He is concerned by the possible scenario of Israel authorizing the vaccine independent of approval by the FDA or a European body. “I would want a Phase 3 trial that goes through an EU or US regulator,” he said, adding that Israel doesn’t have the necessary experience for the task.
“It’s not enough for Israel to send one or two people. You need top experts on vaccines and we don’t have the people or the experience.”
Green warned early on in the pandemic against rushing vaccines. He predicted in March that a shot would take 18 months and said: “If a vaccine is developed in the next few months, you can imagine if there were a one in 1,000 or one in 10,000 adverse reaction — that could be very problematic if you’re giving it to millions of people.”
Discussing Sputnik V on Tuesday, Green said: “Russia produces good vaccines and I’m not concerned about their ability, but I’m concerned about rapid process and I’m concerned we don’t have good data.”
Prof. Jonathan Gershoni, a vaccine expert from Tel Aviv University, said the Russian vaccine may have distinct advantages over others, decrying the “arrogance and snobbery” of people who dismiss Sputnik V because it is Russian.
Gershoni said a line needed to be drawn between the posturing and politics of the Russian regime and the science from its labs.
“Of course it’s entirely political that they said they have the first vaccine and called it Sputnik, but that shouldn’t imply concern about the quality of the vaccine, and we shouldn’t assume it is being developed without proper oversight,” he said.
”Everybody and his uncle loves conspiracy, so we accuse others of being less thorough and less smart, but we should be more humble and give credit to others,” he said.
The first advantage, in Gershoni’s view, is its use of the more well-established technology than that employed by Pfizer and Moderna. “RNA vaccines are unknown as yet, while the Russian technology is a little more proven, and so [Rotstein’s] trying to get access to this vaccine which is admirable.”
And Gershoni argued that by the time Sputnik V reaches Israel, it may be more tried and tested than any other vaccine on the market — as Russia is expected to vaccinate large numbers of people in a limited roll-out even before trials are completed.
“This shouldn’t be regarded as sloppy or cutting corners, but rather, a different approach,” he argued, saying authorities in Russia have decided that the benefits of advancing the vaccine’s use outweigh possible problems. “The Chinese are doing the same. With Moderna and Pfizer, side effects are being tested on a total of 74,000 people, while in Russia, the vaccine will soon be used on hundreds of thousands of people and we’ll have good insights we wouldn’t otherwise get.”

**Exercises:**
- A) Please shorten the paragraph of the vaccine passage that begins "This shouldn't be regarded as sloppy" into a brief bulleted list, keeping its main facts.
- B) Answer these questions using the vaccine passage, one line per answer:
(i) In March, how long did Green predict a shot would take?
(ii) Which university is Gershoni from?
(iii) On how many people in total are Moderna and Pfizer side effects being tested?
- C) Resume the vaccine passage after its final sentence and continue it in the same style.
The rows that come after this passage are separate material with no link to it.

**Provided data:**
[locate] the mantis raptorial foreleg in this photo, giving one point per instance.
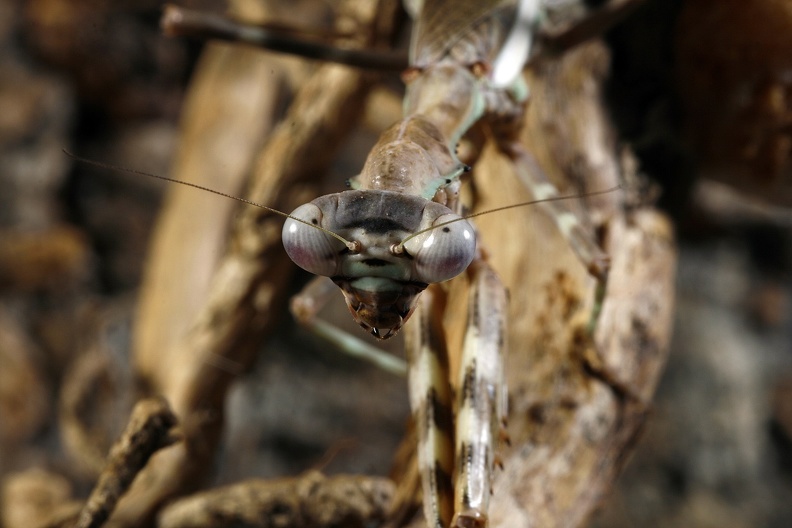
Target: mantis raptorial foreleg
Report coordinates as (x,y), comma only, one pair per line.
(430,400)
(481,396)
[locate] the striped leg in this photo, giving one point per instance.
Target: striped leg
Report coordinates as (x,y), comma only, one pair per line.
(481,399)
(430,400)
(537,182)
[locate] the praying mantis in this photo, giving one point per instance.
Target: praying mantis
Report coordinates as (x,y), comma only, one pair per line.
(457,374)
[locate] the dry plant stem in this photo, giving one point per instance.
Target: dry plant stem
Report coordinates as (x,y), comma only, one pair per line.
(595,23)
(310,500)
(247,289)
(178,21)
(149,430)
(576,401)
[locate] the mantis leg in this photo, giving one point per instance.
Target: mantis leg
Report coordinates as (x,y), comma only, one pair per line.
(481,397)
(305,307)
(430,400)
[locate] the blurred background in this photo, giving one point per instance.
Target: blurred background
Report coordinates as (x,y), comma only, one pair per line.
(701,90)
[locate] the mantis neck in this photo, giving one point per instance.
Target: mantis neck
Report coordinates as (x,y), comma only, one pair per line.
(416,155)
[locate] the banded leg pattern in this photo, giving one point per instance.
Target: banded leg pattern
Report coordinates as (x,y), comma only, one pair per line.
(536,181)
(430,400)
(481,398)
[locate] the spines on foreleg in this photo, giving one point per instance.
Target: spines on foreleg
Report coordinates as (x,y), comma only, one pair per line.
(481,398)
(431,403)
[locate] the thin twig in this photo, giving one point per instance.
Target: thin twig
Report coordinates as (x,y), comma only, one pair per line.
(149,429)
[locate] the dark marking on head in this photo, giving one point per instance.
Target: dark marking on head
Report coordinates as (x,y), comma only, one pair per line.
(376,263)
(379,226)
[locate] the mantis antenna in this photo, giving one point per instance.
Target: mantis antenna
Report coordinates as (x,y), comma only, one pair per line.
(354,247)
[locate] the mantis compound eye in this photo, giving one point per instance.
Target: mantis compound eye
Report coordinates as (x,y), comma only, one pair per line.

**Your responses:**
- A)
- Gershoni says Russia's approach is not sloppy or cutting corners but a different approach.
- Russian authorities have decided that the benefits of advancing the vaccine's use outweigh possible problems.
- According to Gershoni, the Chinese are doing the same.
- Moderna and Pfizer side effects are being tested on a total of 74,000 people.
- In Russia, the vaccine will soon be used on hundreds of thousands of people, giving insights that would not otherwise be available.

- B)
(i) 18 months
(ii) Tel Aviv University
(iii) 74,000

- C)
Moscow’s decision is “not abusive — it’s a different culture.” And it can only benefit people outside Russia, he said. “We certainly should not view ourselves as ‘guinea pigs,’ but rather understand that by the time the vaccine becomes available to us, it will have been given to many people in Russia and other countries.”
Hertz, meanwhile, believes that as mRNA vaccines appear to be performing well, there is no advantage in opting for the more conventional vaccine. He rejects the notion that widespread use of the vaccine in Russia will benefit Israelis, since there are no guarantees that adverse reactions would be discovered and recorded and wouldn’t be hushed up.
“If the people given the vaccine are not subject to a study, their vaccination is not relevant,” he said.
Gershoni, the Tel Aviv University vaccine expert, believes that one of the current main concerns when it comes to vaccine supply isn’t which specific vaccine Israel embraces and which it rejects. Rather, he thinks it needs to be sufficiently focused on securing foreign vaccines for the foreseeable future and not relying on the Israeli vaccine, which has just started trials.
He worries that the promotion of an Israeli vaccine for global use may distract leaders from the main task in hand, which is to keep the Israeli population safe.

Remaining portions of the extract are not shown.